Request:
Render the rows below as a numbered list, leaving out any blank lines.

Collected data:
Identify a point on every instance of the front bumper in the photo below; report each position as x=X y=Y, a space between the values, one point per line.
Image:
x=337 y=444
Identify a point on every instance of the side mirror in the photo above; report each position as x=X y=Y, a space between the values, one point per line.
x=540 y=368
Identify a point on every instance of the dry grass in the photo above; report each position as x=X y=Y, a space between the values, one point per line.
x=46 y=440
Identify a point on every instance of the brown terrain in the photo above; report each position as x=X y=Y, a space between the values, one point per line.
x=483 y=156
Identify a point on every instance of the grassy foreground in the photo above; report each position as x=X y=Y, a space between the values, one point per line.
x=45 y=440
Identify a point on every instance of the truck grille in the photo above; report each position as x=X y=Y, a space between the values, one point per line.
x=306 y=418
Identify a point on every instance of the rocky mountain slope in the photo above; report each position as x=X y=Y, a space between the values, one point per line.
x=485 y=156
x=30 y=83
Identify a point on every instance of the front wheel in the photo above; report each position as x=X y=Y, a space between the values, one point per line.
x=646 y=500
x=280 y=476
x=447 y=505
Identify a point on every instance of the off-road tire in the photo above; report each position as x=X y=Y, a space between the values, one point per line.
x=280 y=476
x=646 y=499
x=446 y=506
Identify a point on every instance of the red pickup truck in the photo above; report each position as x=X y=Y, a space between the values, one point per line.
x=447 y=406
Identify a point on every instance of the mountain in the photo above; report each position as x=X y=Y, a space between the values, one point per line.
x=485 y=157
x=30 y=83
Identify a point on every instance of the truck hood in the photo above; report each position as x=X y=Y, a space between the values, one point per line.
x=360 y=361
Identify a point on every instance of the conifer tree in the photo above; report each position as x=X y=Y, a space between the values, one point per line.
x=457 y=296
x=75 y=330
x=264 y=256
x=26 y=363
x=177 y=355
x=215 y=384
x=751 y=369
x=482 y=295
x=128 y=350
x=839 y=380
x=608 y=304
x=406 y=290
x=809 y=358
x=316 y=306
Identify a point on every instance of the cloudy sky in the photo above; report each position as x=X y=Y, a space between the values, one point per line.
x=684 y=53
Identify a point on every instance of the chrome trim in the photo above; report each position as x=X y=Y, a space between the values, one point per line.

Answer for the task:
1. Identify a point on every instance of the front bumper in the photo below; report each position as x=X y=Y, a space between the values, one point per line.
2. Image:
3. x=337 y=444
4. Identify a point on every instance of the side mirror in the photo above; report each position as x=X y=Y, a space between the values, one point per line.
5. x=540 y=368
6. Identify a point on every instance of the dry grass in the photo above; report each position as x=X y=Y, a space between the values, one point per line.
7. x=46 y=440
8. Identify a point on every instance of the brown terrain in the photo above; report each position as x=X y=Y, a space between the values, one point per line.
9. x=483 y=156
10. Identify a point on every instance of the grassy foreground in the photo above; report each position as x=X y=Y, a space between the values, one point per line.
11. x=45 y=440
12. Identify a point on every instance of the truck grille in the photo above; report each position as x=X y=Y, a space between the values, one point per line.
13. x=306 y=418
14. Identify a point on every instance of the rocky mountain slope in the photo above; report each position as x=X y=Y, a space between the values, one point per line.
15. x=485 y=156
16. x=30 y=83
17. Identify a point on every instance of the front wheel in the photo above; report each position as x=X y=Y, a space between the values, one point per line.
18. x=646 y=500
19. x=280 y=476
20. x=447 y=505
21. Identify a point on every instance of the off-road tire in the photo above; report each position as x=X y=Y, a space between the values, one point per line.
22. x=280 y=476
23. x=646 y=499
24. x=446 y=506
25. Identify a point on every instance of the red pickup truck in the photo above; report each position as x=X y=Y, a space between the values, one point per line.
26. x=447 y=406
27. Identify a point on every instance of the mountain in the photo above; report each position as x=X y=Y, a space between the values, one point per line.
28. x=485 y=157
29. x=30 y=83
30. Identify a point on every instance of the truck hood in the photo above; report each position as x=X y=Y, a space between the values, one point per line.
31. x=360 y=361
32. Identify a point on every instance of the conifer tree in the photo above; report each position as x=X y=Y, a space between the values, one point per line.
33. x=457 y=296
34. x=75 y=330
35. x=264 y=256
36. x=26 y=363
37. x=177 y=355
38. x=215 y=384
39. x=751 y=369
40. x=482 y=295
41. x=128 y=350
42. x=839 y=380
43. x=608 y=304
44. x=406 y=290
45. x=809 y=358
46. x=316 y=306
47. Identify a point on every instance of the cloudy sky in the photo above; report each position as x=X y=Y, a space between the values, one point per line.
48. x=684 y=53
49. Identify a point on every instance of the chrome trim in the photo above; report each position as x=X y=Y, a space between the values, one point per line.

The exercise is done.